**EXERCISE REQUIREMENTS**
Pick out each line of the records that contains the word "police", and treat uppercase and lowercase letters as different.

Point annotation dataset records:
******************************
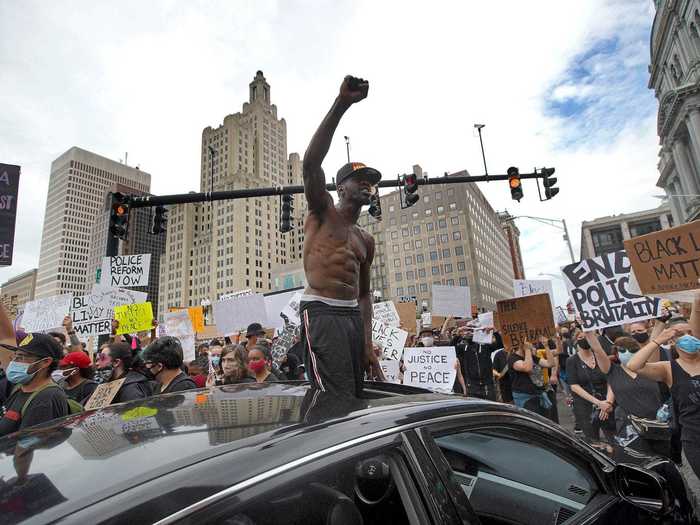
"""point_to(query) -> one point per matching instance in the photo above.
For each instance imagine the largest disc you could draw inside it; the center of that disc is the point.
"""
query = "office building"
(78, 185)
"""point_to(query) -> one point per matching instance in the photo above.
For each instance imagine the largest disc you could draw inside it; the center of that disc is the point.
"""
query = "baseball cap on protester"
(39, 345)
(352, 169)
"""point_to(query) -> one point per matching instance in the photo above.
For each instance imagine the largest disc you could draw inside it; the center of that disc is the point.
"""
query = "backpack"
(73, 406)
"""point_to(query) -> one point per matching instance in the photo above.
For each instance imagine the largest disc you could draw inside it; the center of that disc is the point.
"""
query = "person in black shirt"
(75, 376)
(163, 361)
(36, 398)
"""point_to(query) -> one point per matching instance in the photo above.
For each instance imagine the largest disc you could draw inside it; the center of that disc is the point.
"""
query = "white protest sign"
(46, 314)
(129, 271)
(386, 313)
(601, 293)
(233, 315)
(431, 368)
(389, 338)
(452, 301)
(484, 332)
(390, 367)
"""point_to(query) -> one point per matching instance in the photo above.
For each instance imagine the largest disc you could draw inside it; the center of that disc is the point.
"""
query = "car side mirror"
(641, 488)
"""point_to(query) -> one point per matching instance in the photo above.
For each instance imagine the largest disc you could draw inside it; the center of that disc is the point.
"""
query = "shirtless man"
(336, 307)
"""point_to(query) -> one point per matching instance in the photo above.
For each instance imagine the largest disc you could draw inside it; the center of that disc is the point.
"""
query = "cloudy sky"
(557, 83)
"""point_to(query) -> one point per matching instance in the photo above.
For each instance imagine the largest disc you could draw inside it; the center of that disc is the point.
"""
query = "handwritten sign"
(452, 301)
(601, 293)
(129, 271)
(134, 318)
(667, 263)
(386, 313)
(431, 368)
(104, 394)
(9, 188)
(390, 367)
(524, 319)
(389, 338)
(235, 314)
(46, 314)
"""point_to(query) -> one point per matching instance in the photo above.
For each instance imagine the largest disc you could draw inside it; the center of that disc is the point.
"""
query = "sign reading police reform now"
(600, 290)
(128, 271)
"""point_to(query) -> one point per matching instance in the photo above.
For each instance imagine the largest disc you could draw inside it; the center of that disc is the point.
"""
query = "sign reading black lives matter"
(600, 290)
(9, 187)
(127, 271)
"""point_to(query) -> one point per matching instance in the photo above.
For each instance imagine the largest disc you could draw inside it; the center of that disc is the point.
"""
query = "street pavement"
(566, 420)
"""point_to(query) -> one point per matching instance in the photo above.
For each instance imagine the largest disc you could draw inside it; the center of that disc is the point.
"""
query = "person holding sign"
(336, 308)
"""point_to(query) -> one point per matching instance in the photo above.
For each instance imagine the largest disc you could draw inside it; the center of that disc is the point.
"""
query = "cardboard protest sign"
(9, 188)
(601, 294)
(232, 315)
(431, 368)
(407, 316)
(386, 313)
(42, 315)
(129, 271)
(390, 367)
(104, 394)
(134, 318)
(452, 301)
(524, 319)
(667, 263)
(389, 338)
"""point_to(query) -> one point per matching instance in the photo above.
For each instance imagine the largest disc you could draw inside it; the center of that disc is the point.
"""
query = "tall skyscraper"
(78, 185)
(227, 246)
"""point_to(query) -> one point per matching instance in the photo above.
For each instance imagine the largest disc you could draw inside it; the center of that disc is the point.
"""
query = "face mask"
(624, 357)
(256, 366)
(17, 373)
(641, 337)
(688, 344)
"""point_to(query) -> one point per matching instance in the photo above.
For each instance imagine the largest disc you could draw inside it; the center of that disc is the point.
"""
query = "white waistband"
(344, 303)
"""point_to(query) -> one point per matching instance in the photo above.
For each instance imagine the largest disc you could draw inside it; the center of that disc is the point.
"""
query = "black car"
(282, 453)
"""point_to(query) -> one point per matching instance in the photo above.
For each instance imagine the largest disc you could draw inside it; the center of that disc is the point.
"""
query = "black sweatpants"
(333, 339)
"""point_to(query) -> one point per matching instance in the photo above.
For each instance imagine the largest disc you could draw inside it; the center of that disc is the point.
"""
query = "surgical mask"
(688, 344)
(641, 337)
(17, 373)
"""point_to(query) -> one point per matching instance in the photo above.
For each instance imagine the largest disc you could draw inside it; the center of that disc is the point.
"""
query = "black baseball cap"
(39, 345)
(353, 169)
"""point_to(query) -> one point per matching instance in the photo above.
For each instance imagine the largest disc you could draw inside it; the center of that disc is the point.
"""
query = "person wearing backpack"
(35, 398)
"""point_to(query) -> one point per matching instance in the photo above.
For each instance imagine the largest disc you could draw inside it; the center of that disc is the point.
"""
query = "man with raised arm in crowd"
(336, 308)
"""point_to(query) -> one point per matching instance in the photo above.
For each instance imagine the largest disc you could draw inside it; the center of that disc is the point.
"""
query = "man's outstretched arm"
(314, 179)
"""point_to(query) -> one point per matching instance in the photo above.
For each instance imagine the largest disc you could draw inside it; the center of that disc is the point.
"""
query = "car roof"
(85, 458)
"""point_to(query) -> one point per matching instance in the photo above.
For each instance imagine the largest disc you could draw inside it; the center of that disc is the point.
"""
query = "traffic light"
(549, 182)
(160, 220)
(516, 185)
(375, 207)
(410, 186)
(119, 216)
(286, 213)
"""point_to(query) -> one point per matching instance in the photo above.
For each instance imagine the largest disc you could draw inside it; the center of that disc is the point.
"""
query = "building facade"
(451, 236)
(675, 79)
(17, 292)
(606, 234)
(78, 185)
(226, 246)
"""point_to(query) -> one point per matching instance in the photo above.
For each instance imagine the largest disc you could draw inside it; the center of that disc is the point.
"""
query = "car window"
(513, 478)
(374, 488)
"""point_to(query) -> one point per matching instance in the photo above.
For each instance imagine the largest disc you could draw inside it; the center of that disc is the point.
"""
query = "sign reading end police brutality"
(600, 290)
(126, 271)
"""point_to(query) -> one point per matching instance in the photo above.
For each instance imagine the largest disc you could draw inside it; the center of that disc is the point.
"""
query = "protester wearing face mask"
(75, 375)
(113, 363)
(163, 361)
(593, 398)
(35, 398)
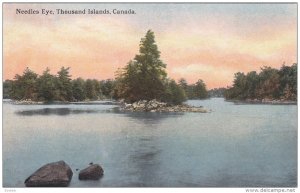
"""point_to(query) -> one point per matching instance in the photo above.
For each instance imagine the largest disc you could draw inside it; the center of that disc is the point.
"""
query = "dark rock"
(93, 172)
(56, 174)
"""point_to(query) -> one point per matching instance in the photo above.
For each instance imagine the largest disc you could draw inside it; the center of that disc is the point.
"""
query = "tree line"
(60, 87)
(143, 78)
(269, 83)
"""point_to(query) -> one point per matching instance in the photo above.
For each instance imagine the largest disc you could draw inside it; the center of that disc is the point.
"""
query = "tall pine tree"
(144, 77)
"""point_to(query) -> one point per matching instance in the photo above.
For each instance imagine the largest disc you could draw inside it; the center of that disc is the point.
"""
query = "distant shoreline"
(263, 101)
(30, 102)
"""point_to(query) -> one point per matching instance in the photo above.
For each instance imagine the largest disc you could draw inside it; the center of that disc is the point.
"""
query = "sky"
(197, 41)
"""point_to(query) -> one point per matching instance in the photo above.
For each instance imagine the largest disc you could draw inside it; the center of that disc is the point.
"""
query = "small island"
(144, 81)
(142, 85)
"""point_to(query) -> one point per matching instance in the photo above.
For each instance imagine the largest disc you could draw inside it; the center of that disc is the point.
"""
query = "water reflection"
(54, 111)
(150, 118)
(146, 162)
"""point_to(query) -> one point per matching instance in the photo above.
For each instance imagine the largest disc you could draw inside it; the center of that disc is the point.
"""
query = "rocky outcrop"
(93, 172)
(56, 174)
(156, 106)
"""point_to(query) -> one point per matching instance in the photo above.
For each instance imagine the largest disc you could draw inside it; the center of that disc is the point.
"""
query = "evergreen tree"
(174, 93)
(24, 87)
(46, 86)
(144, 77)
(78, 89)
(64, 85)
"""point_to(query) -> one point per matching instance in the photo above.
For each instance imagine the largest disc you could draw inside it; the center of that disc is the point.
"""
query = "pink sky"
(197, 41)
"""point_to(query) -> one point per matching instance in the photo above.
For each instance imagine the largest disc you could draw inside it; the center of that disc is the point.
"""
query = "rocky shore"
(264, 101)
(156, 106)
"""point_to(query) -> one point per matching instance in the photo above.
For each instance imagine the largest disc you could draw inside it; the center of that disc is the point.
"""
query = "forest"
(143, 78)
(269, 83)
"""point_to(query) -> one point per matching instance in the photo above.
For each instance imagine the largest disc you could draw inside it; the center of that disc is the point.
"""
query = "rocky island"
(156, 106)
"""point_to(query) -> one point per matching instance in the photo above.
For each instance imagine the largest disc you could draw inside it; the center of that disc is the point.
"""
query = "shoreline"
(262, 102)
(30, 102)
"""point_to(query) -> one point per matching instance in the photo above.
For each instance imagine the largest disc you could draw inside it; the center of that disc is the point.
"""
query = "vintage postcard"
(199, 95)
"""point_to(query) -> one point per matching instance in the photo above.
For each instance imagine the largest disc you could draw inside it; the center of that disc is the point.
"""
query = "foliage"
(194, 91)
(144, 78)
(25, 86)
(174, 93)
(48, 87)
(216, 92)
(270, 83)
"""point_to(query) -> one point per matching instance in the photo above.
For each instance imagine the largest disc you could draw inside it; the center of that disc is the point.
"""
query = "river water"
(246, 145)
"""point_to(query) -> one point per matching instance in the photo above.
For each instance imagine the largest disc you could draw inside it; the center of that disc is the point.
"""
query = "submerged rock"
(93, 172)
(56, 174)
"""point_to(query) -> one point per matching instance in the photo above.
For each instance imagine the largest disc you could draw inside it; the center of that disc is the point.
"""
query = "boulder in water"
(93, 172)
(56, 174)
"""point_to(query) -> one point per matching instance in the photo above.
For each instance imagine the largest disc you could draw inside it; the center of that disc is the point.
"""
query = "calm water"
(233, 146)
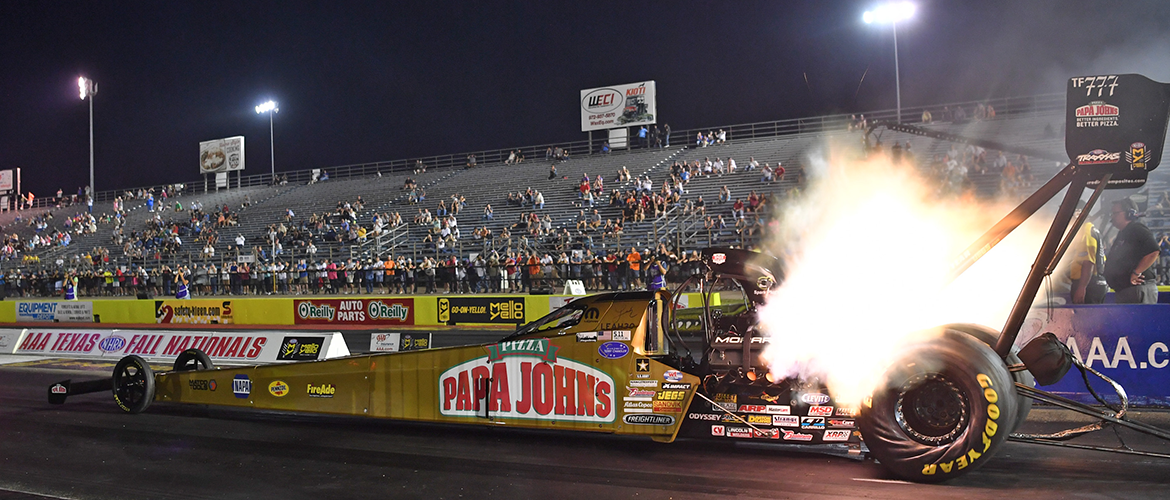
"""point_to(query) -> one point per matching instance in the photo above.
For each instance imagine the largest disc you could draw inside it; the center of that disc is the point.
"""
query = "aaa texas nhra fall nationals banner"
(193, 312)
(379, 312)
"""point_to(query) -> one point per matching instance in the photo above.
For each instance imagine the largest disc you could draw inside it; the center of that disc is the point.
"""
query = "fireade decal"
(989, 431)
(530, 384)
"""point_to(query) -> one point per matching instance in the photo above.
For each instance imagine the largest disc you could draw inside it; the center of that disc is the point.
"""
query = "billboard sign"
(221, 155)
(630, 104)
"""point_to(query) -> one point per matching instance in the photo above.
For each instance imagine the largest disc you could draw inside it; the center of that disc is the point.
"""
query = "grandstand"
(257, 203)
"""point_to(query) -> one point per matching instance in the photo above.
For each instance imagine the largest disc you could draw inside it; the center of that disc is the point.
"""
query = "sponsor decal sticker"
(241, 387)
(759, 419)
(1096, 114)
(775, 409)
(785, 420)
(1098, 157)
(613, 350)
(740, 432)
(532, 347)
(820, 411)
(752, 409)
(301, 348)
(321, 391)
(648, 419)
(1136, 156)
(201, 385)
(667, 406)
(524, 379)
(812, 422)
(792, 436)
(813, 398)
(835, 436)
(635, 394)
(279, 389)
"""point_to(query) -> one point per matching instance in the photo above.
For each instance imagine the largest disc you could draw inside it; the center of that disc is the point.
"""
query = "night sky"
(377, 81)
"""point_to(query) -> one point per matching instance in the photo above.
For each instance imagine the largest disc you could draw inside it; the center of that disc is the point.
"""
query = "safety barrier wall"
(1127, 343)
(374, 312)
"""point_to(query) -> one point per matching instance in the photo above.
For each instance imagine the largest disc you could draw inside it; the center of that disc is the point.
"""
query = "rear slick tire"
(989, 336)
(942, 410)
(133, 384)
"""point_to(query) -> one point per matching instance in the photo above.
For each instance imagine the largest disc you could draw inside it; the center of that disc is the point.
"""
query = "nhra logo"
(112, 343)
(241, 387)
(300, 348)
(1098, 157)
(279, 389)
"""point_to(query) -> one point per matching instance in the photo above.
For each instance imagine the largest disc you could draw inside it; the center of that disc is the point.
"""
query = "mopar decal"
(525, 379)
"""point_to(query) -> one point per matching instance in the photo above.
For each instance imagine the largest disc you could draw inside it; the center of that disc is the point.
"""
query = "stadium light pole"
(270, 109)
(892, 13)
(88, 88)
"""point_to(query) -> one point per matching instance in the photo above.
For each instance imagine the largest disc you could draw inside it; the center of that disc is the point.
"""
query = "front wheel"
(133, 384)
(943, 409)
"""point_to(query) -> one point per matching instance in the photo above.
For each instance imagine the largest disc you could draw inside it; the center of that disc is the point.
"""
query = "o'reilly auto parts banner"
(481, 310)
(618, 105)
(374, 312)
(221, 155)
(55, 312)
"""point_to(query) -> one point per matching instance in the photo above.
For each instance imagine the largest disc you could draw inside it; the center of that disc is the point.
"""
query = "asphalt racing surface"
(88, 449)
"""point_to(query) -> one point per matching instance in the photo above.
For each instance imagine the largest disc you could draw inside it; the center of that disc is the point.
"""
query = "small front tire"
(133, 384)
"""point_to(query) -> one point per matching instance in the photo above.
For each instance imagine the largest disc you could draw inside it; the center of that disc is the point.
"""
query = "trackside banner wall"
(229, 347)
(327, 313)
(630, 104)
(1127, 343)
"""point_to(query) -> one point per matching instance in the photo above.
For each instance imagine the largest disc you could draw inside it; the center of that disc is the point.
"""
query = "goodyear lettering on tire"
(989, 431)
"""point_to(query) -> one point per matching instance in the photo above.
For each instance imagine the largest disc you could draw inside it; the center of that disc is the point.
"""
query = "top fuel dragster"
(647, 363)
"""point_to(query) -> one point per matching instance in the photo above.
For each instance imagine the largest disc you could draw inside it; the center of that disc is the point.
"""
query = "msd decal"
(525, 379)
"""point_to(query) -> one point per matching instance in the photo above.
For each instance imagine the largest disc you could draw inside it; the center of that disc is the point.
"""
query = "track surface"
(89, 450)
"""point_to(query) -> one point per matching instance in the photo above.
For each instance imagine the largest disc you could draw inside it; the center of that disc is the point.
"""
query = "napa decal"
(525, 379)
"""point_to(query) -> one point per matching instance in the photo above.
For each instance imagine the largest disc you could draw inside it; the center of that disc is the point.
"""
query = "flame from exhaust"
(867, 250)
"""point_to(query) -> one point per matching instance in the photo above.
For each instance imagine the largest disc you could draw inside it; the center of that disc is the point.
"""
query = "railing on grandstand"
(743, 131)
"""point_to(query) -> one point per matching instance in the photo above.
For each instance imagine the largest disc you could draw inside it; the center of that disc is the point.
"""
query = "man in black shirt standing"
(1128, 266)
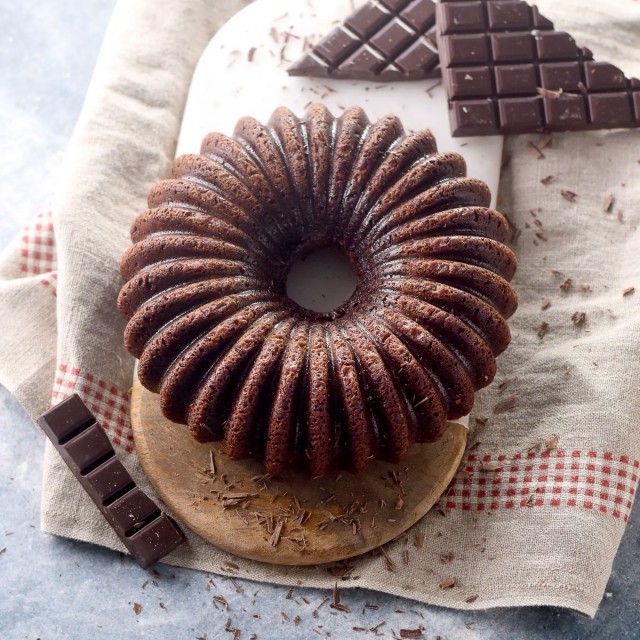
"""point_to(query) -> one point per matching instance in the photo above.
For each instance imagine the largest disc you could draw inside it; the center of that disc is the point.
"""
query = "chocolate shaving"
(336, 604)
(566, 285)
(608, 203)
(275, 538)
(447, 583)
(579, 318)
(389, 563)
(542, 329)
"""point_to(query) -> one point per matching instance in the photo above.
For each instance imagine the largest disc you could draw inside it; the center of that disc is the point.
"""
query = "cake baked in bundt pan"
(237, 360)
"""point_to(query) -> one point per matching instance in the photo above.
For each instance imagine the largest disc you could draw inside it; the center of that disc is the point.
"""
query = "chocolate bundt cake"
(234, 358)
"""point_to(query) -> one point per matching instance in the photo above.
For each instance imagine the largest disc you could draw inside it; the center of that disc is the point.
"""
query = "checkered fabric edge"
(38, 250)
(599, 481)
(109, 404)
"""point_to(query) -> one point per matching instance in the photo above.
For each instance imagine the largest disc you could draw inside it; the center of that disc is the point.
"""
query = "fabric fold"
(538, 507)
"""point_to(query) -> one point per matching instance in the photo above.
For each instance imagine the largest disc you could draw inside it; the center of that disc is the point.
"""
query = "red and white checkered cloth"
(536, 510)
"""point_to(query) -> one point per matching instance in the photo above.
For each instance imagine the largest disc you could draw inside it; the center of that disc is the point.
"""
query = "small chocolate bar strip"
(145, 531)
(507, 70)
(382, 41)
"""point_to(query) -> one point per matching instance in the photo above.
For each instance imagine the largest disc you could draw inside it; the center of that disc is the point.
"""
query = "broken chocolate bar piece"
(507, 70)
(383, 41)
(145, 531)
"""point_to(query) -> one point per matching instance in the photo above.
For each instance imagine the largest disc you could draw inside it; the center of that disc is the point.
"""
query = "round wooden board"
(293, 520)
******************************
**EXERCISE RESULT**
query = "sign reading police reform now"
query = "sign reading end police brutality"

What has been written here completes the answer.